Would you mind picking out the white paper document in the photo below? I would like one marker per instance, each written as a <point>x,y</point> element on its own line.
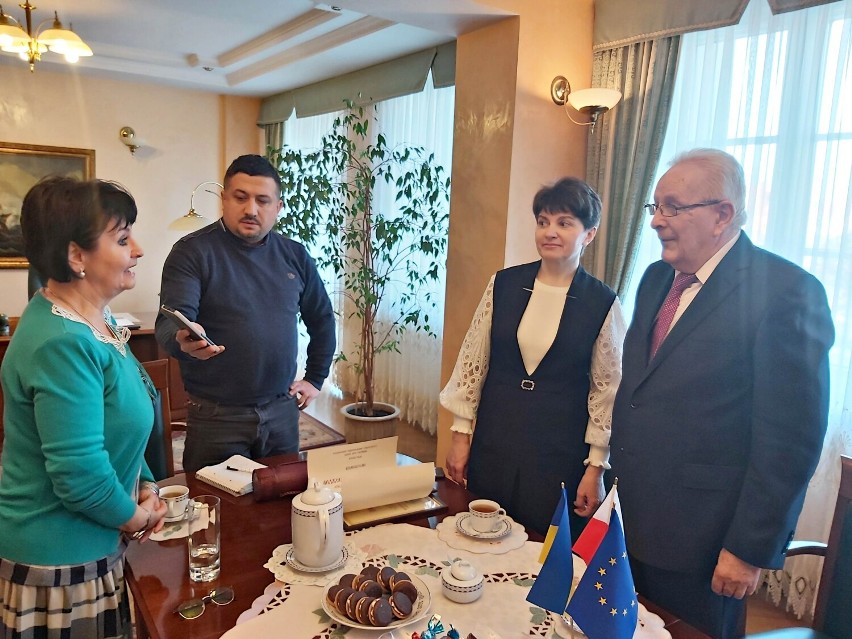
<point>367,476</point>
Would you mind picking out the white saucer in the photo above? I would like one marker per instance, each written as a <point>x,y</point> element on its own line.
<point>296,565</point>
<point>171,520</point>
<point>463,525</point>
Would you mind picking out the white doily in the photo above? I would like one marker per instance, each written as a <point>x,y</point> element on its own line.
<point>448,533</point>
<point>278,566</point>
<point>648,626</point>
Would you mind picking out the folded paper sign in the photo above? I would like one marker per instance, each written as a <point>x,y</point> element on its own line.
<point>366,474</point>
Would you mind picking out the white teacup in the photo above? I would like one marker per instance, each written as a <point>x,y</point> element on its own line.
<point>176,499</point>
<point>485,515</point>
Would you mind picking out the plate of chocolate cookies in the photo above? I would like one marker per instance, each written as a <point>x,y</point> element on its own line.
<point>377,598</point>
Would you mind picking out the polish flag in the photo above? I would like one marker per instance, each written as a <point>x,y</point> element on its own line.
<point>589,540</point>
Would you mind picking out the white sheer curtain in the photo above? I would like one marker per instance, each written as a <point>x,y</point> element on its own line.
<point>411,378</point>
<point>305,134</point>
<point>776,92</point>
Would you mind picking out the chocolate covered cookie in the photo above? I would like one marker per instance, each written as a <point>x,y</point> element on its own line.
<point>371,588</point>
<point>370,572</point>
<point>362,610</point>
<point>385,575</point>
<point>400,605</point>
<point>380,613</point>
<point>396,578</point>
<point>406,588</point>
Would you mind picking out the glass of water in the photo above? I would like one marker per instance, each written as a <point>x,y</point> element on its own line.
<point>204,521</point>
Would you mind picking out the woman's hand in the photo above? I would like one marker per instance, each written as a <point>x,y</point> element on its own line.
<point>148,517</point>
<point>590,492</point>
<point>457,458</point>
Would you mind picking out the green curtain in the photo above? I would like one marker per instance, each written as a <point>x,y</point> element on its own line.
<point>624,150</point>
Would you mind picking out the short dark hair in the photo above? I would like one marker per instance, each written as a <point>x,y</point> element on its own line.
<point>252,165</point>
<point>60,210</point>
<point>570,195</point>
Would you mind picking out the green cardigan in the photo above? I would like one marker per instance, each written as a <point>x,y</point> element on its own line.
<point>77,419</point>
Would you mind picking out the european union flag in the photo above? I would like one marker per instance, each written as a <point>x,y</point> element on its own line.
<point>552,587</point>
<point>604,604</point>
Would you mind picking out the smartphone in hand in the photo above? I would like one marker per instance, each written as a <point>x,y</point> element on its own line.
<point>179,320</point>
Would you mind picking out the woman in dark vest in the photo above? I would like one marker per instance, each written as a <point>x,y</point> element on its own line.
<point>538,371</point>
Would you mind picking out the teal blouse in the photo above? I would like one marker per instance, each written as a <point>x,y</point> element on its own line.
<point>77,418</point>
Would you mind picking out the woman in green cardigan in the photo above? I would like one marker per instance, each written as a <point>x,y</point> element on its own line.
<point>78,412</point>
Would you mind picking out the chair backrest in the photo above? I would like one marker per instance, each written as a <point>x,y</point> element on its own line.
<point>158,453</point>
<point>833,614</point>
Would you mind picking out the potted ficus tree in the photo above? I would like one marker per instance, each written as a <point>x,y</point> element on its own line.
<point>380,255</point>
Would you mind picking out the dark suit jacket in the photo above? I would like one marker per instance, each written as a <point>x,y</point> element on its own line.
<point>714,441</point>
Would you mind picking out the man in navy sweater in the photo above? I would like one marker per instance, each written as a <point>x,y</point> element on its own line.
<point>245,287</point>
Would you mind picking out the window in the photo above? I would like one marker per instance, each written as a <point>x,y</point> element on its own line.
<point>776,92</point>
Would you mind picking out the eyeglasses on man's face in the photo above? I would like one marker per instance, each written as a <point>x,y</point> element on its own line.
<point>194,608</point>
<point>670,210</point>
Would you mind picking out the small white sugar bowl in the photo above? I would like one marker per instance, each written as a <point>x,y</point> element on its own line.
<point>461,583</point>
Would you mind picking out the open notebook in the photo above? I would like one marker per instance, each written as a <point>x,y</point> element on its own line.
<point>233,475</point>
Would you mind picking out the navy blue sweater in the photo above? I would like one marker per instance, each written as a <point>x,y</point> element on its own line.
<point>248,299</point>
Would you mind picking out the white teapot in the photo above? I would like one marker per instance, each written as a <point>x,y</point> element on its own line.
<point>317,521</point>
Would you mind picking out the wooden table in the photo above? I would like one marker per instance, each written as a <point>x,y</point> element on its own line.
<point>158,579</point>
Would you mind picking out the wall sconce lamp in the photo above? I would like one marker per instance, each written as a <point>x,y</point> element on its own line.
<point>192,221</point>
<point>593,102</point>
<point>128,138</point>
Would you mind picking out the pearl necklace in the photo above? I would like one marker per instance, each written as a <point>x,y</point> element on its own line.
<point>116,339</point>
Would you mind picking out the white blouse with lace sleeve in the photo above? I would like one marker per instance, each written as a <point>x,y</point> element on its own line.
<point>462,392</point>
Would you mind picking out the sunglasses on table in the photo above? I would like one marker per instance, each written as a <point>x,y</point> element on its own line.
<point>194,608</point>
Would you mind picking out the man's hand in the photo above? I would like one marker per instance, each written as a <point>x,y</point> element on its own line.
<point>457,458</point>
<point>590,492</point>
<point>304,392</point>
<point>199,349</point>
<point>733,577</point>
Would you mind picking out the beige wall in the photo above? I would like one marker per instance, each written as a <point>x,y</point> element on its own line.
<point>190,137</point>
<point>510,139</point>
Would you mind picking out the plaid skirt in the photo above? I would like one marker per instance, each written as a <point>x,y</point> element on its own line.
<point>86,601</point>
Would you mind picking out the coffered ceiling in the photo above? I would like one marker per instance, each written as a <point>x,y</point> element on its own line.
<point>247,47</point>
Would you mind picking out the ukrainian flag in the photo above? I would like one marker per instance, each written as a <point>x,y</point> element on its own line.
<point>552,587</point>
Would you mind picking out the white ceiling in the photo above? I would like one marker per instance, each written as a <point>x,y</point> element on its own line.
<point>248,47</point>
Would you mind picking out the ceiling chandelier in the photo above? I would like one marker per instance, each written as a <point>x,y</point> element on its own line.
<point>30,44</point>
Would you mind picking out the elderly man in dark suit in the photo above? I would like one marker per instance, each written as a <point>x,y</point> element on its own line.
<point>722,409</point>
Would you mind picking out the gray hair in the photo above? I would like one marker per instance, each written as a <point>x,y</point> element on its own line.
<point>725,175</point>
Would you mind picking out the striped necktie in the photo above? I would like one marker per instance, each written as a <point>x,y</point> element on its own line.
<point>669,308</point>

◇ ◇ ◇ ◇ ◇

Task directions> Rewrite all the records with "marker" swapped for "dot" everywhere it occurs, changing nothing else, and omit the pictures.

The response>
Would you mind picking out the white paper document in the photo below? I would like one dot per instance, each written as a <point>x,y</point> element on its own line.
<point>367,476</point>
Would you mind picking out the white saucer in the photo above? I would like one dot per instance, each written as a <point>x,y</point> element on its own line.
<point>296,565</point>
<point>171,520</point>
<point>463,525</point>
Would you mind picking out the white doily in the photo above? I would like one dot per instance, each written as a <point>x,y</point> element on its own line.
<point>448,533</point>
<point>278,566</point>
<point>648,626</point>
Would you mind picking out the folded paper sign in the photo above? I would like one dot per instance, each written as a <point>x,y</point> element on its own line.
<point>366,474</point>
Would you mind picking out the white teacup in the photo above? I would like one dot per instance, each written as a <point>x,y</point> element on its own line.
<point>176,499</point>
<point>485,515</point>
Would you mind picking out the plate of chocolate cookies in the photo above? I would like one dot per instance, each written as a <point>x,y</point> element on its own line.
<point>377,598</point>
Would you mind picking out the polish flag in the photo above? I would like one dot per instance, each written as a <point>x,y</point> element on its own line.
<point>589,540</point>
Would you mind picking out the white sheer curtain in the photo above? I would like one dot per instance, each written as a <point>x,y</point> element on its own line.
<point>411,378</point>
<point>305,134</point>
<point>776,92</point>
Would you mind picking out the chocolate covered cookie in the photo above? I would like one dot per instance, each written as a <point>x,y</point> element on its own line.
<point>371,588</point>
<point>370,572</point>
<point>362,610</point>
<point>385,575</point>
<point>400,605</point>
<point>380,613</point>
<point>396,578</point>
<point>406,588</point>
Would you mind picking out the glass of water in the photo above? I would like one dot per instance, each written as a <point>x,y</point> element on its own line.
<point>204,521</point>
Would you mind picking out the woman's hand in the photo above? I would like one dot per instance, each written as a <point>x,y</point> element on its own line.
<point>148,517</point>
<point>590,492</point>
<point>457,458</point>
Would you mind picking out the green curtain in the photo above? I would like one dot per instance, each written as a <point>x,y</point> element on its own line.
<point>624,150</point>
Would you mind picking out the short dark hair in the photo above? I would like one dot per instance, each written as a <point>x,y</point> element on its own line.
<point>252,165</point>
<point>60,210</point>
<point>570,195</point>
Would you mind picking out the green cardigan in the photo above? I would like one dot per instance, each written as a <point>x,y</point> element on its own line.
<point>77,419</point>
Would you mind picking out the european union flag in the photo above? I would like one dot per instance, each written as a <point>x,y</point> element on its own line.
<point>552,587</point>
<point>604,604</point>
Would you mind picking out the smartphone in hand in the photo above? I would like one dot per instance, each written as a <point>x,y</point> element on its own line.
<point>179,320</point>
Would you mind picking out the woman in dark vest in the photo above? I would like one dot per instance, each written as a <point>x,y</point> element on its own line.
<point>538,371</point>
Would you mind picking out the teal blouse in the photo above? I would like one dot per instance, each written as a <point>x,y</point> element on its own line.
<point>77,418</point>
Would you mind picking out the woman in green cardigan in the photo above? I would like one dot per instance, each written as a <point>x,y</point> element on its own line.
<point>78,412</point>
Would you mind picking out the chair backrest in the photo above? I would like one dot per instance, each written as a <point>x,y</point> element on its own line.
<point>158,453</point>
<point>833,614</point>
Would you mind picking out the potted ficus tree in the photo above? I would like one dot per instance, each written as a <point>x,y</point> element on its own line.
<point>380,255</point>
Would you mind picking out the dark suit jacket in the photo above? I would like one dot per instance, each written as a <point>x,y</point> element on its own line.
<point>714,441</point>
Would you mind picking out the man in navy sweater in the photo above? I would like one dot per instance, each written as a <point>x,y</point> element on its own line.
<point>245,287</point>
Would you mind picking out the window in the photo above? I would like one dot per instance, each written as a <point>x,y</point> element on its own line.
<point>776,92</point>
Would you mind picking out the eyeglasses on man's face in the photo above? I would like one dot per instance, each written as a <point>x,y</point> element on its own line.
<point>194,608</point>
<point>670,210</point>
Would you mind picking out the small white sugar bowl in the photo above? I would like one dot per instance, each written as a <point>x,y</point> element on its own line.
<point>461,583</point>
Would you mind picking out the open notebook in the photo above? I would like one dot per instance, each written as a <point>x,y</point> element on its own line.
<point>233,475</point>
Would you mind picking out the navy blue sweater in the photo above? I would like one dot per instance, each written as a <point>x,y</point> element on its own line.
<point>248,299</point>
Would you mind picking out the white teapot in the photo above? I would like one dot per instance, each written as a <point>x,y</point> element on its own line.
<point>317,521</point>
Would you mind picking out the wooden table in the photo above? I would like one dot per instance, each written as a <point>x,y</point> element on its own line.
<point>158,579</point>
Would you mind picking out the wall sconce lamp in the photo above? I would like one dot per instance, each written as a <point>x,y</point> element on its own line.
<point>192,221</point>
<point>593,102</point>
<point>128,138</point>
Would you mind picking out the pearl necklace in the photo above? I would like one dot per instance, each written as a <point>x,y</point> element on its own line.
<point>116,339</point>
Would you mind picking out the white blouse with lace sleeve in the photo above? I would like one dot per instance, each written as a <point>x,y</point> element on its own line.
<point>462,392</point>
Would you mind picking out the sunglasses on table in the photo above? I would like one dot per instance, each written as a <point>x,y</point> element on its own line.
<point>194,608</point>
Would you mind picking out the man's hand in the photo above? I would like one dot per instance, each written as a <point>x,y</point> element on its own line.
<point>457,458</point>
<point>590,492</point>
<point>304,392</point>
<point>199,349</point>
<point>733,577</point>
Would you mind picking out the beige wall in the photo above? I would like one dot per instance, each written as a <point>x,y</point> element on its own line.
<point>190,137</point>
<point>510,139</point>
Would you mind picking out the plaid skirt in the photo above? I would like one dot per instance, each written as a <point>x,y</point> element on its own line.
<point>86,601</point>
Would you mind picking out the coffered ceiling in the photo above? I would like one dot per instance, each written as a <point>x,y</point> element on its own line.
<point>247,47</point>
Would you mind picking out the ukrainian flag in the photo above? I would like one dot per instance, each written as a <point>x,y</point> element on its own line.
<point>552,587</point>
Would you mind picking out the white ceiling in the photo above? I would like one dot per instance, each written as a <point>x,y</point> element on its own line.
<point>248,47</point>
Would you mind picking out the ceiling chandelier in the photo above? I would like one dot per instance, each written as a <point>x,y</point> element on its own line.
<point>30,44</point>
Would you mind picking out the elderly man in dark suit in the photo above? I would like one dot per instance, each written as a <point>x,y</point> element on its own line.
<point>722,409</point>
Would you mind picking out the gray hair in the photo above? I would like one dot per instance, each written as a <point>x,y</point> element on its own line.
<point>725,175</point>
Would you mind picking out the striped necktie in the photo above? I would like one dot per instance, each written as a <point>x,y</point> element on its own line.
<point>669,308</point>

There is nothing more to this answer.